## Supplied records
▼

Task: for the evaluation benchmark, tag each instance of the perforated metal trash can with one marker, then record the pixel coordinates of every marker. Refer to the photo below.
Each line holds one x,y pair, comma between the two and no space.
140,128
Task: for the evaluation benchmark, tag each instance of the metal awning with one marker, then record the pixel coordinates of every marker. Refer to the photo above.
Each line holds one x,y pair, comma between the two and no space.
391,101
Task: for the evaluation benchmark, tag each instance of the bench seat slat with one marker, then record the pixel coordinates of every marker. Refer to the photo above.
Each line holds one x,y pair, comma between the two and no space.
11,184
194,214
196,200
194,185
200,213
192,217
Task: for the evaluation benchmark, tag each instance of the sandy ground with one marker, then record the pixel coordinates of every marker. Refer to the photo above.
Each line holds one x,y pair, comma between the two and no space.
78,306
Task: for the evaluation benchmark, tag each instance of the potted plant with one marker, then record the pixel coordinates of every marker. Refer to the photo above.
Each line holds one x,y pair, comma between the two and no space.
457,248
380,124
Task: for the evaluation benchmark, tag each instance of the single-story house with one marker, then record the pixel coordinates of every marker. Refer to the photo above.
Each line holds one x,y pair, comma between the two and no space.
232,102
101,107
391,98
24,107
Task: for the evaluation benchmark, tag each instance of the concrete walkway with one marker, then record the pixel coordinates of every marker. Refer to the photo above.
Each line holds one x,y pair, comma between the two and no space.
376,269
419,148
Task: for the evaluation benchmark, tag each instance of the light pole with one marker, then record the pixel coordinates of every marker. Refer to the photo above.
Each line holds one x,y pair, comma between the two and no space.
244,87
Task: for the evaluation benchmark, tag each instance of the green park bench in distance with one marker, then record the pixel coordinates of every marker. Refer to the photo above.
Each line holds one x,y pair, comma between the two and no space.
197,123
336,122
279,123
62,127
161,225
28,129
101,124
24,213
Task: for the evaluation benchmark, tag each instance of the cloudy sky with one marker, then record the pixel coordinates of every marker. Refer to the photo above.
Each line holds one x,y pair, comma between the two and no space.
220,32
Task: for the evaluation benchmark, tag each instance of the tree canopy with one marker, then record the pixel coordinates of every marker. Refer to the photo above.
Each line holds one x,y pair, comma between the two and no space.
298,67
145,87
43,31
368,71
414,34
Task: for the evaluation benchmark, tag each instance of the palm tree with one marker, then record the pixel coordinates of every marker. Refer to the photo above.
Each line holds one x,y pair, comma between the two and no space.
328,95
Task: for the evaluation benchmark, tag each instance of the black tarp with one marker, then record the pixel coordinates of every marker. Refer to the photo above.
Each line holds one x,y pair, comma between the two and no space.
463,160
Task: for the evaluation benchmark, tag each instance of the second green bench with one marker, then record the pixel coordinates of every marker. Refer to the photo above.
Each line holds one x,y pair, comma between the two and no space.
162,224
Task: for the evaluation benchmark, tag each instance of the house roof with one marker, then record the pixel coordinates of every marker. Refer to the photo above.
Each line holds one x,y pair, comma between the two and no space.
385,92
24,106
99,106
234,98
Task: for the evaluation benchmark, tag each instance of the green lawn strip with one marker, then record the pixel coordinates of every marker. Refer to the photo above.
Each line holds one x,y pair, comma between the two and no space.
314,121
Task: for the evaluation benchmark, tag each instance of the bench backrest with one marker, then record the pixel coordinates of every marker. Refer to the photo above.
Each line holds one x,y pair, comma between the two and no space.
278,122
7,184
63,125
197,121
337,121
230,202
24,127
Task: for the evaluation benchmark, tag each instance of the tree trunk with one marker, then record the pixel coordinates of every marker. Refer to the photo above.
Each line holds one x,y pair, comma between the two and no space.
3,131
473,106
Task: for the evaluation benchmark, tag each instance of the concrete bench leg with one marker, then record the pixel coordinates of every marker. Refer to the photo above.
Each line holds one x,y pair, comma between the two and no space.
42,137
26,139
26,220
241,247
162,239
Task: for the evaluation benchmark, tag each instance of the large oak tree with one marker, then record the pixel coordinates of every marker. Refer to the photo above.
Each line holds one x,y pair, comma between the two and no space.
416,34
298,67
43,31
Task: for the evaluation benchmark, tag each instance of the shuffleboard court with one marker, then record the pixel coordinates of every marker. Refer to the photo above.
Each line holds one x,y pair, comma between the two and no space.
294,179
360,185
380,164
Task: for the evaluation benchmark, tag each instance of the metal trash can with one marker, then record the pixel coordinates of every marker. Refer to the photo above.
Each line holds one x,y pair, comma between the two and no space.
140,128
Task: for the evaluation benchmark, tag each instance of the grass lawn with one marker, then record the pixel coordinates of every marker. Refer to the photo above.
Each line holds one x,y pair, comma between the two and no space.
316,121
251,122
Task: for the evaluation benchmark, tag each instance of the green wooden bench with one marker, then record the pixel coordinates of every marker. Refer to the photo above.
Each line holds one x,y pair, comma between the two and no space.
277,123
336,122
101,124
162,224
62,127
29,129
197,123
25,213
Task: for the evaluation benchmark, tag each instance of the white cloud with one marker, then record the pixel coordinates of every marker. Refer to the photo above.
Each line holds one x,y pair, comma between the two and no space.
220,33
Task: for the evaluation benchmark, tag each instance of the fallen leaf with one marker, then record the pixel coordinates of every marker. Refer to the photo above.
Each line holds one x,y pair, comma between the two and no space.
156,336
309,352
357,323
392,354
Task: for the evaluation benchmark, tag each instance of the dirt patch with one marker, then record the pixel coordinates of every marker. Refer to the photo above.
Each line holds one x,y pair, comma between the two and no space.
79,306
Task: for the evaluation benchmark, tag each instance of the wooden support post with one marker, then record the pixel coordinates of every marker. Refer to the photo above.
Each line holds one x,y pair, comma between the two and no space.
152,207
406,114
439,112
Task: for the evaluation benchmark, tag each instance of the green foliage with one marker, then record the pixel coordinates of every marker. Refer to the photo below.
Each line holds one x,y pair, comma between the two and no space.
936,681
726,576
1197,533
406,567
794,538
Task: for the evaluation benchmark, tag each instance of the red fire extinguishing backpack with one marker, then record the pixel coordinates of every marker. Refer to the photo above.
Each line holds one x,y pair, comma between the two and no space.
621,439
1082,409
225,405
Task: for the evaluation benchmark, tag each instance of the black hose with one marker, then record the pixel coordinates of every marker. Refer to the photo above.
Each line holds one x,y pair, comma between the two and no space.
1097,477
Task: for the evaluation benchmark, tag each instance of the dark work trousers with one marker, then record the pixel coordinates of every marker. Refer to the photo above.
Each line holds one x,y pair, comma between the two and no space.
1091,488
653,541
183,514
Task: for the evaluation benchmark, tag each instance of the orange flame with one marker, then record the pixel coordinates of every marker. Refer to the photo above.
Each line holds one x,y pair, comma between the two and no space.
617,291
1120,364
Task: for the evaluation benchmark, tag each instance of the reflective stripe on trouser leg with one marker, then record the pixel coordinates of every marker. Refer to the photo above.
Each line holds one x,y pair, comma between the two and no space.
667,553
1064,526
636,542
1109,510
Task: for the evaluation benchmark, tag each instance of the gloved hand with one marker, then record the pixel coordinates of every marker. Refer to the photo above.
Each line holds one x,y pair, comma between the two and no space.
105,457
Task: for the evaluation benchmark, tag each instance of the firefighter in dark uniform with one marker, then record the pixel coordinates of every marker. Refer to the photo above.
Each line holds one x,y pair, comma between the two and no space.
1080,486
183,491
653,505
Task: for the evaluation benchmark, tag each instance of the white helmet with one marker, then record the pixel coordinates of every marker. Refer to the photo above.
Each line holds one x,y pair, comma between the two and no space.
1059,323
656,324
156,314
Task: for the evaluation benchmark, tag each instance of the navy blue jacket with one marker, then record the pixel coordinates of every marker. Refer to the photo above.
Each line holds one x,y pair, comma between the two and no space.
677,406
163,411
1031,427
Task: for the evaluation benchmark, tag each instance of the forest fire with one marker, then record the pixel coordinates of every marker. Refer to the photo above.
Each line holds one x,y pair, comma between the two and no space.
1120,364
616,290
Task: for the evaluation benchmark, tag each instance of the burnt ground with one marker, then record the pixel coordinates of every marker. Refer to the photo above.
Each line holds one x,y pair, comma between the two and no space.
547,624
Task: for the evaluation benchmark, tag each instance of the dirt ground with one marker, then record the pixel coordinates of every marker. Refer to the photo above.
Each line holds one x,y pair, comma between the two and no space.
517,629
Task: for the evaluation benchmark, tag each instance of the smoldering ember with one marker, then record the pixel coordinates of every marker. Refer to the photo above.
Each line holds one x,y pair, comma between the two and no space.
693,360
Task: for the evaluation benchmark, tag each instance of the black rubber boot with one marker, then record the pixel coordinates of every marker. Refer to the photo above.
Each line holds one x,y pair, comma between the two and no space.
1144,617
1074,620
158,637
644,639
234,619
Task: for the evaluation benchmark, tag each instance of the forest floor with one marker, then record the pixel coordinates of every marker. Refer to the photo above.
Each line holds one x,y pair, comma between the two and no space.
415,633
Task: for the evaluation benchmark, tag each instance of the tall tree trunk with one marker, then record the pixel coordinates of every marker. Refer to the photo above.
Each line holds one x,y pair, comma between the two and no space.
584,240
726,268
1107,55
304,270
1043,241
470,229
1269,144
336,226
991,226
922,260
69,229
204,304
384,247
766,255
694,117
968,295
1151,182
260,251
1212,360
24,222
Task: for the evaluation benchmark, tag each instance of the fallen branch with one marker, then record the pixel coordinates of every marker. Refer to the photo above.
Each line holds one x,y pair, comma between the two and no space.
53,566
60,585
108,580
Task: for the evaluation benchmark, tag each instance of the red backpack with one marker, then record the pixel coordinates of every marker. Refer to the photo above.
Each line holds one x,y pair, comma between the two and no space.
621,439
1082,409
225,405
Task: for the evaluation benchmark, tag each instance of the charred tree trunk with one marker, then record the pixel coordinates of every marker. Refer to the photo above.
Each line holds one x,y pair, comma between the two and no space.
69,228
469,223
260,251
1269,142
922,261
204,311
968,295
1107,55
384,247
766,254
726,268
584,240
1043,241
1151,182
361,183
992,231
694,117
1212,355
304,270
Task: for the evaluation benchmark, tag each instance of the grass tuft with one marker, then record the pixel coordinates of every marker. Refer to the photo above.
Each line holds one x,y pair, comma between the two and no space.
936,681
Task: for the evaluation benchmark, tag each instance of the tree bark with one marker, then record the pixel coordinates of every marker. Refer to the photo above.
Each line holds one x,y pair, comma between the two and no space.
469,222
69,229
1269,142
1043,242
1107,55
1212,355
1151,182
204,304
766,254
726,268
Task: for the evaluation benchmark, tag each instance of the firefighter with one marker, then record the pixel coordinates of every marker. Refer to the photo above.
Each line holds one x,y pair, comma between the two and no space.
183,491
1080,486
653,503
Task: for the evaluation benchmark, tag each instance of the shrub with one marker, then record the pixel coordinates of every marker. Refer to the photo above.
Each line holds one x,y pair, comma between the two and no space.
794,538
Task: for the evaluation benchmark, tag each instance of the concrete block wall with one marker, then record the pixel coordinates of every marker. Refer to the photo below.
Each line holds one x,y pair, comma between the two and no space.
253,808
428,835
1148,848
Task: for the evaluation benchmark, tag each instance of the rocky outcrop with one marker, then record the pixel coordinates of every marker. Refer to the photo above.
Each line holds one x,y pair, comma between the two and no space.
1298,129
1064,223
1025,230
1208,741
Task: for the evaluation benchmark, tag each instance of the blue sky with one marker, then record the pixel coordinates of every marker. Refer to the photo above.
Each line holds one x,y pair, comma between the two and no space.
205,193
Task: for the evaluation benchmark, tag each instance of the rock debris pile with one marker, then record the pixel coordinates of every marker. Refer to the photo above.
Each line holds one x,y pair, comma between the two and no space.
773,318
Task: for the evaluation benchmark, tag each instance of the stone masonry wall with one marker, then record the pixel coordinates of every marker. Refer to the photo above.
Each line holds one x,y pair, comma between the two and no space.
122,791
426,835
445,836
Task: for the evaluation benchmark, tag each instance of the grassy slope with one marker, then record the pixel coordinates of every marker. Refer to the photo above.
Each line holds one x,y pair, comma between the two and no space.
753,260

▲

## Request
Copy out the records from the line containing "of the stone" through the end of the records, requests included, and adjust every coordinate in the answers by adding -130 to it.

## Response for this exercise
Task: for the evaluation benchmark, tag each instance of the stone masonry wall with one marker, then record the pixel coordinates of every marker. Refer to the photo above.
Each line holds one x,y pair, comma between the two and no space.
-8,661
296,705
315,706
Task: for the evaluation benchmark, tag each instance of the grassy slope with one marker, then record the pixel coordinates of every marker. Refer to the photo above.
Each line holds one x,y pair, comma between the two and no space.
623,130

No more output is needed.